=== Exercise ===
For the data that follows, print the line with "Check that every instance of the refrigerator", the line with "column 216, row 279", and all lines between them, exactly as they stand. Omit pictures and add nothing.

=== Information provided ===
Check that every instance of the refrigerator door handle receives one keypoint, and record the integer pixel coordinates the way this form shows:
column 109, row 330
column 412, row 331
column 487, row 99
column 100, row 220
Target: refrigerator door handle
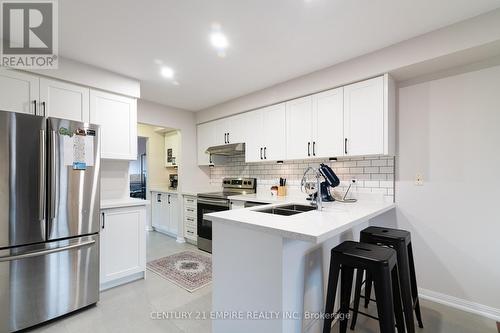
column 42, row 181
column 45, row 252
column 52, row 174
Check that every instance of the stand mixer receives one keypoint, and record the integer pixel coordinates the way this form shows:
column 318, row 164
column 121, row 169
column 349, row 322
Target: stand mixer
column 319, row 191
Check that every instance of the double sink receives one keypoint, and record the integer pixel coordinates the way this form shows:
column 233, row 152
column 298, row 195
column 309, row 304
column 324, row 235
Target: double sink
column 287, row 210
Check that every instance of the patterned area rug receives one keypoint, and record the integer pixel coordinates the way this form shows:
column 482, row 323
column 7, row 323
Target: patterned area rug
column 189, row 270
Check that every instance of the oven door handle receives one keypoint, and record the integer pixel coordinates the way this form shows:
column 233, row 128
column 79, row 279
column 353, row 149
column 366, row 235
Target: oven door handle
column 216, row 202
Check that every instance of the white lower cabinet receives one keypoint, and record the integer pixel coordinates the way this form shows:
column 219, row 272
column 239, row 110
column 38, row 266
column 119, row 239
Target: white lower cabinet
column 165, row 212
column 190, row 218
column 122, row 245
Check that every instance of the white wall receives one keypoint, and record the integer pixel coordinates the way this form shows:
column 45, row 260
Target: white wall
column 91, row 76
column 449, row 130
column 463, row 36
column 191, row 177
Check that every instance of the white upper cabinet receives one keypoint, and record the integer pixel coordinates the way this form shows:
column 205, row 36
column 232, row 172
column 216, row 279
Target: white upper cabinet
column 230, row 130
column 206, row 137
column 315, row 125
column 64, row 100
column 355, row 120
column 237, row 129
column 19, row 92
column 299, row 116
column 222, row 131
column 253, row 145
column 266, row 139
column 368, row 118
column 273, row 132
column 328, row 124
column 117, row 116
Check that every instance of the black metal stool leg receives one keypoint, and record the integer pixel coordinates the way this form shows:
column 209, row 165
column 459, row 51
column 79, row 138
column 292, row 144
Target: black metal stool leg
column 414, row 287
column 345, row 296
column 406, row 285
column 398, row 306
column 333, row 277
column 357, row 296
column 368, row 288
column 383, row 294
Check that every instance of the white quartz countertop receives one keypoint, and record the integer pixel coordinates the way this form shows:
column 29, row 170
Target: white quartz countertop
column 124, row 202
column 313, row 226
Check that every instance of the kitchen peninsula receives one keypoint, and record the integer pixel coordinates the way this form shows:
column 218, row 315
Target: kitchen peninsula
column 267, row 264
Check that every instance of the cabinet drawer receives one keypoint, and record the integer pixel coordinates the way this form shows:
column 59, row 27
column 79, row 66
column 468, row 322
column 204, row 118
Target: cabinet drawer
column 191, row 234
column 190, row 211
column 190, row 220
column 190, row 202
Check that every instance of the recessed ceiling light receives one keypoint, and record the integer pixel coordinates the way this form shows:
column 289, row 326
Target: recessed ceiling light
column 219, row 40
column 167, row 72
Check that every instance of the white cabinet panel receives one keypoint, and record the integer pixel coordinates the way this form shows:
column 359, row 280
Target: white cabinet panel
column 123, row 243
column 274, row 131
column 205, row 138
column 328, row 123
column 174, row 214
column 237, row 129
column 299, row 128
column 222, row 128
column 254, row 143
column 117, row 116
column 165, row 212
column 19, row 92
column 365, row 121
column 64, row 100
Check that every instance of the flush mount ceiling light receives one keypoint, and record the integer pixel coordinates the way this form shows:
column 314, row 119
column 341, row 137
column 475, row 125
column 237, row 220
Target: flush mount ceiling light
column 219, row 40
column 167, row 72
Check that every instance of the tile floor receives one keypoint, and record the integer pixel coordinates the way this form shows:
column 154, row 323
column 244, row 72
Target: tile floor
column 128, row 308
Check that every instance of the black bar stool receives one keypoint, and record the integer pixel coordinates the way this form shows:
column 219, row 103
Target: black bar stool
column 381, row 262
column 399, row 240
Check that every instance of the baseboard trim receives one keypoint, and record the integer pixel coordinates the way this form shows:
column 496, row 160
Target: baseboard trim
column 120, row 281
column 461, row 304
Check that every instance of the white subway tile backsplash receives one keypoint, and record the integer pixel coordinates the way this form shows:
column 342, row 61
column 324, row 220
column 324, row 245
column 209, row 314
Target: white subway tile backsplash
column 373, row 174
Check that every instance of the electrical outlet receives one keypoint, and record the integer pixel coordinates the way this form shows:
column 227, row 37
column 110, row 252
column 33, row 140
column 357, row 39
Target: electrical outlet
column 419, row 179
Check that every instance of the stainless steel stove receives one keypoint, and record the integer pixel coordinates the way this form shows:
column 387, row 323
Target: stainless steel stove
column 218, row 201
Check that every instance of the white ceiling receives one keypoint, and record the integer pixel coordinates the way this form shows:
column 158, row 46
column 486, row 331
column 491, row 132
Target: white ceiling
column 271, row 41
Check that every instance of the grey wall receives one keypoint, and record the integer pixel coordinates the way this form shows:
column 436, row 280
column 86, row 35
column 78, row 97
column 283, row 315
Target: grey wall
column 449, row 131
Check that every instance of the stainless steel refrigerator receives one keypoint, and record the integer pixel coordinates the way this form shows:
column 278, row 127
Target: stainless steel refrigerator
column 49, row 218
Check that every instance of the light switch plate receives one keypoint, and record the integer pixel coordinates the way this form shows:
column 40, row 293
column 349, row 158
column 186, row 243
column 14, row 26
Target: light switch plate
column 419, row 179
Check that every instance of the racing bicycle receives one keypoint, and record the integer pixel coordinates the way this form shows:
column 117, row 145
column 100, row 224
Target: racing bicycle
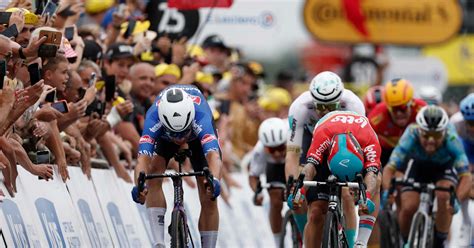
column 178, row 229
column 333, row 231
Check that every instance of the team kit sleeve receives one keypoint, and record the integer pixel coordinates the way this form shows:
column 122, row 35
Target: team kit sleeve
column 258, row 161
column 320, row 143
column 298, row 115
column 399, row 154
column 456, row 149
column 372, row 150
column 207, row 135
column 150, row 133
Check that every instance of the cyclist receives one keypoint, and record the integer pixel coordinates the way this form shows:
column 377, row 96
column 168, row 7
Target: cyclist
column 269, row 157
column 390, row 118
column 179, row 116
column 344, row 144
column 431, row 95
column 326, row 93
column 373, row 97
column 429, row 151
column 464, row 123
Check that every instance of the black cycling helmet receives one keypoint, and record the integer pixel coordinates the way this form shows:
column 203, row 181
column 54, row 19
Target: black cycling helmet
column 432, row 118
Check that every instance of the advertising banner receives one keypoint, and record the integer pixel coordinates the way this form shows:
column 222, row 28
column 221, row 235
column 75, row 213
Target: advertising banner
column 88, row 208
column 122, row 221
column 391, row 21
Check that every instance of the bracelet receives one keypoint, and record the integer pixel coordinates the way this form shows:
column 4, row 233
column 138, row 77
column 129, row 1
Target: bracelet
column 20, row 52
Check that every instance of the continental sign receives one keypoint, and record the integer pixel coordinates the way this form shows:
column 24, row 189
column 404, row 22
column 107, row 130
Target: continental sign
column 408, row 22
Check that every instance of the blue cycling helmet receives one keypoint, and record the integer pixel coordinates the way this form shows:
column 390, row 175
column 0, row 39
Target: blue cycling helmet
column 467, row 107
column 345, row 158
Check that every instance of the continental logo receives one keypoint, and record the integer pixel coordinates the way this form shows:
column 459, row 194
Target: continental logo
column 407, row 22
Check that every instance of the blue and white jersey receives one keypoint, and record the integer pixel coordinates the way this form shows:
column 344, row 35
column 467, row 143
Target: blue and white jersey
--
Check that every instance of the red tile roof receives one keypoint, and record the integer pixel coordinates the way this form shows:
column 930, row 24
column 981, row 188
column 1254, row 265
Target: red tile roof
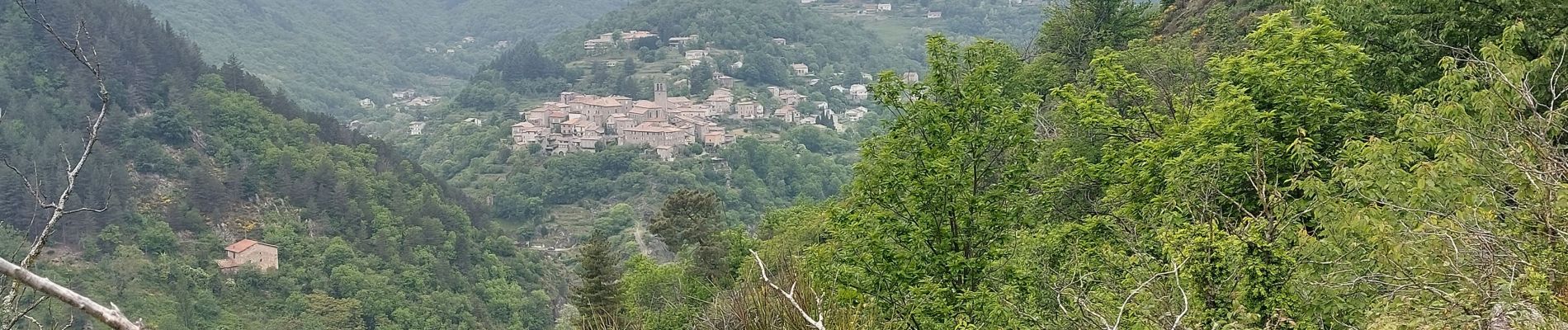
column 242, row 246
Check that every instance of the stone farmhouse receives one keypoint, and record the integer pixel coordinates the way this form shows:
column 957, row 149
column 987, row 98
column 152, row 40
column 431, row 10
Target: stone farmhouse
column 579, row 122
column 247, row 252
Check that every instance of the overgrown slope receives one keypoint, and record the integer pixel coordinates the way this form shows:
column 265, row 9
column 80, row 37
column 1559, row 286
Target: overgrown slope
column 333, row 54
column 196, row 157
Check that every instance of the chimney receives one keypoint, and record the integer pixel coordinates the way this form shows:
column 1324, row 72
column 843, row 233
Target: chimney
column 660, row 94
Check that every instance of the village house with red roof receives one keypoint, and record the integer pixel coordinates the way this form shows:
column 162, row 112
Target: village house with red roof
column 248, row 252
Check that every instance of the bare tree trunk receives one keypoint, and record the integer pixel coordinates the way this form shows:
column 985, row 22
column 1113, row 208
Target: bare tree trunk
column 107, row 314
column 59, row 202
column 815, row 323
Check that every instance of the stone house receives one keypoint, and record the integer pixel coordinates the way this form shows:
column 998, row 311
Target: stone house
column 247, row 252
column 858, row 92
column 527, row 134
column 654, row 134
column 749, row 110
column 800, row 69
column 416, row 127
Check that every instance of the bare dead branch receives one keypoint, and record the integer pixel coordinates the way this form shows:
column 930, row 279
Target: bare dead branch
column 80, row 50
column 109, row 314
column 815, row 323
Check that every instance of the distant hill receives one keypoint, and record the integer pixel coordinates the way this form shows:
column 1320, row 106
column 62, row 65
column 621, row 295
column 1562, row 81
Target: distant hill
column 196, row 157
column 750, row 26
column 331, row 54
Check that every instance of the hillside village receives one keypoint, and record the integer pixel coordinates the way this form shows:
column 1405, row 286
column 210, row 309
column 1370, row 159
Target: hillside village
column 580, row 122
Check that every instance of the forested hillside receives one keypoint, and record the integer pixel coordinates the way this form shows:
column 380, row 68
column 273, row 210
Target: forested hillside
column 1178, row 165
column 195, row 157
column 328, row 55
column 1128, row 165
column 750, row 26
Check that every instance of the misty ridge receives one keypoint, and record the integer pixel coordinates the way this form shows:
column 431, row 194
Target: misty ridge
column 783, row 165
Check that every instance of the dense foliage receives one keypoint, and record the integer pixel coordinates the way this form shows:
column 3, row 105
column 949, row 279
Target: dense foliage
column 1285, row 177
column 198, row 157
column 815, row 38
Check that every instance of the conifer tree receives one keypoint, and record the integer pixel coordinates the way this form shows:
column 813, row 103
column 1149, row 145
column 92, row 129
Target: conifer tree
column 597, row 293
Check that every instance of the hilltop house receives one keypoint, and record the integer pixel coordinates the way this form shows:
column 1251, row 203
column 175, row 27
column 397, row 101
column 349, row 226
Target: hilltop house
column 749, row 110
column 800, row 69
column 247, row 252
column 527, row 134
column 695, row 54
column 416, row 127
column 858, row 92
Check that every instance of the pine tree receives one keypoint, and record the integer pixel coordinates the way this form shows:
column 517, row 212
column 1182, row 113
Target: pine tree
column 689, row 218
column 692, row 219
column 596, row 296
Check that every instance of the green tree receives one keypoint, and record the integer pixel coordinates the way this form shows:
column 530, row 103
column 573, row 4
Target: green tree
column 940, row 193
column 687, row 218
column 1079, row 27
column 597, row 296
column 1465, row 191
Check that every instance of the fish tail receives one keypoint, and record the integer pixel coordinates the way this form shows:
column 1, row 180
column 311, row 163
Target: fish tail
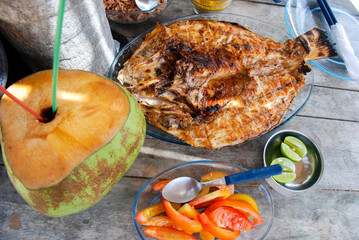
...
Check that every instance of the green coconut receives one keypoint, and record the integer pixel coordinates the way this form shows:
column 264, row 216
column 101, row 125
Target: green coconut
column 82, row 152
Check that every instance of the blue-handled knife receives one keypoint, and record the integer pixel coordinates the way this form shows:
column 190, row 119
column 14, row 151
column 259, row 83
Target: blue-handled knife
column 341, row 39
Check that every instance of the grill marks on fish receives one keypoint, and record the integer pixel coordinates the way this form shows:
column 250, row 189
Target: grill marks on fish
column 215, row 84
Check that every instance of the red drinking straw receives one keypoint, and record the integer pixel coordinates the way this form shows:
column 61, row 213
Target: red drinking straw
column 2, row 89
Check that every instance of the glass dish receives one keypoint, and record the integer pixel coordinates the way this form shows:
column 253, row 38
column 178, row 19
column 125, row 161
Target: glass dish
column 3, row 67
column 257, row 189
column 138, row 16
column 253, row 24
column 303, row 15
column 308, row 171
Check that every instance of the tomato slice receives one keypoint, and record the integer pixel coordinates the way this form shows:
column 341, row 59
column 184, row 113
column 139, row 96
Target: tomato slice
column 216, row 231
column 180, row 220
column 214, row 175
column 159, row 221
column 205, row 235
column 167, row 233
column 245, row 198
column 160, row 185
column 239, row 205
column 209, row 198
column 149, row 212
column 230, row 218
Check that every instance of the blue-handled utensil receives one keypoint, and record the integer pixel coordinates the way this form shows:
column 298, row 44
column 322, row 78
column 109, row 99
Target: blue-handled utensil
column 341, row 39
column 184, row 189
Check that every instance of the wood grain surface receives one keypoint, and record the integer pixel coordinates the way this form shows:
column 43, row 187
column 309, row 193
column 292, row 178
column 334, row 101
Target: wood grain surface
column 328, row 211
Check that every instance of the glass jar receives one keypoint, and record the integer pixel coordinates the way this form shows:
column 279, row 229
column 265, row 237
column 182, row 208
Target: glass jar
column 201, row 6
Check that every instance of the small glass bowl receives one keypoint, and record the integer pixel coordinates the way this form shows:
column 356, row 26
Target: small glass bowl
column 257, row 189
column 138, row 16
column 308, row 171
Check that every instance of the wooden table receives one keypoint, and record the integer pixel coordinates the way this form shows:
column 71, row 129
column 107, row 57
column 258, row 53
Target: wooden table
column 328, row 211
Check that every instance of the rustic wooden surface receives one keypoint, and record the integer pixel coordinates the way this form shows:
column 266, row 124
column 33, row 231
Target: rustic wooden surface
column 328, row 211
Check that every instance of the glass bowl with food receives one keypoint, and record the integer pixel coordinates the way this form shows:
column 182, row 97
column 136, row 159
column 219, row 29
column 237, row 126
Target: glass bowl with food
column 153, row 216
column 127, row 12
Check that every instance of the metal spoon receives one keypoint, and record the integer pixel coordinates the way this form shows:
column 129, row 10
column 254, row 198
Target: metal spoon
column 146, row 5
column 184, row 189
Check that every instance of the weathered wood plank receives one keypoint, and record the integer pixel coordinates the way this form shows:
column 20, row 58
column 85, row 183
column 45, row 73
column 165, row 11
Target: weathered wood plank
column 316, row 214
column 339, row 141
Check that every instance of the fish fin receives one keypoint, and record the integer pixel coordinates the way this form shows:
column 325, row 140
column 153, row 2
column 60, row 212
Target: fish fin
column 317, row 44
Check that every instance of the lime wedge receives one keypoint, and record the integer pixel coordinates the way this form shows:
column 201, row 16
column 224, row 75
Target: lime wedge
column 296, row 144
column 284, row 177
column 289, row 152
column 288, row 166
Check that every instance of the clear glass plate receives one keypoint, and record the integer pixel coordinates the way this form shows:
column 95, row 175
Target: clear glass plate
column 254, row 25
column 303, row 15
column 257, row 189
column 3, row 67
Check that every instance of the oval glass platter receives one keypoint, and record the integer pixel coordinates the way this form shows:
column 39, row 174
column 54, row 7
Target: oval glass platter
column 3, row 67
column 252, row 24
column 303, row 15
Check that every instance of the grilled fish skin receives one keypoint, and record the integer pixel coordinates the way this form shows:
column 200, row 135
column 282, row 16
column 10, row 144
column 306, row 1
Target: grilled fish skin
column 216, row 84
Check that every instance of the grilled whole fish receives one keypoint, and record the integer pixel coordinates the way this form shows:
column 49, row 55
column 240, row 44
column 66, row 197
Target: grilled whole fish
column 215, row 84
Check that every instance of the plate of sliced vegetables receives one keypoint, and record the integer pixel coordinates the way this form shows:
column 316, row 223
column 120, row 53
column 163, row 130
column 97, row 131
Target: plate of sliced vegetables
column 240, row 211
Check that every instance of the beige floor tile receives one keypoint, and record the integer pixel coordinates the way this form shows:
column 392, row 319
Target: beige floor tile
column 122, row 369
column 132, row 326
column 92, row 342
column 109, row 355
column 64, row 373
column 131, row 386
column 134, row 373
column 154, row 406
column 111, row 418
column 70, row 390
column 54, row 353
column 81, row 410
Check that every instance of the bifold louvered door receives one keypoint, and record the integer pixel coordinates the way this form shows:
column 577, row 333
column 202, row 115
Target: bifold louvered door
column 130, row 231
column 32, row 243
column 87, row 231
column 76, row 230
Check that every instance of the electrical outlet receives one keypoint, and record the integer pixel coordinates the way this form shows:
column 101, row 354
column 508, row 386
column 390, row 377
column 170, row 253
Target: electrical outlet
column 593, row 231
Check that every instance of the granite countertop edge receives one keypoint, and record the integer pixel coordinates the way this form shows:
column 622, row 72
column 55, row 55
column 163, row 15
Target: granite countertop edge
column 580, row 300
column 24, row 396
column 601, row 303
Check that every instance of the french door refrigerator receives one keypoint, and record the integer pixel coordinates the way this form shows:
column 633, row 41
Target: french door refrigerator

=== Answer space ===
Check that every instance of the refrigerator door handle receives one keypoint, and record the integer pixel coordinates the way this form shows:
column 109, row 330
column 412, row 331
column 487, row 99
column 100, row 220
Target: refrigerator door handle
column 42, row 181
column 45, row 252
column 52, row 174
Check that every instance of the stand mixer receives one keypoint, and record the integer pixel coordinates the way this form shows:
column 318, row 164
column 121, row 169
column 349, row 322
Target: stand mixer
column 319, row 191
Check that every instance of the double sink receives one keypoint, and record the integer pixel coordinates the way this form shows:
column 233, row 152
column 298, row 195
column 309, row 304
column 324, row 235
Target: double sink
column 287, row 210
Check that every instance of the patterned area rug receives one keypoint, and record the integer pixel coordinates the way this form shows:
column 482, row 323
column 7, row 323
Target: patterned area rug
column 189, row 270
Check that every instance of the oven door handle receives one keypoint, and record the integer pixel coordinates the way this form shows:
column 233, row 128
column 79, row 279
column 353, row 149
column 366, row 235
Target: oven door handle
column 216, row 202
Check that every instance of the white lower cabinet receives one keypoint, and record the integer pixel coordinates the way this form shows:
column 219, row 272
column 239, row 110
column 38, row 266
column 119, row 239
Target: white lower cabinet
column 165, row 212
column 190, row 218
column 122, row 245
Check that every instance of the white wall receives one keypoint, and record the integer pixel coordinates the way this form shows:
column 45, row 260
Target: white wall
column 91, row 76
column 449, row 130
column 463, row 36
column 191, row 177
Check that every instance of the white upper cabinet receives one keypoint, and record the integer pixel coordinates the way this form shows:
column 205, row 36
column 232, row 172
column 216, row 279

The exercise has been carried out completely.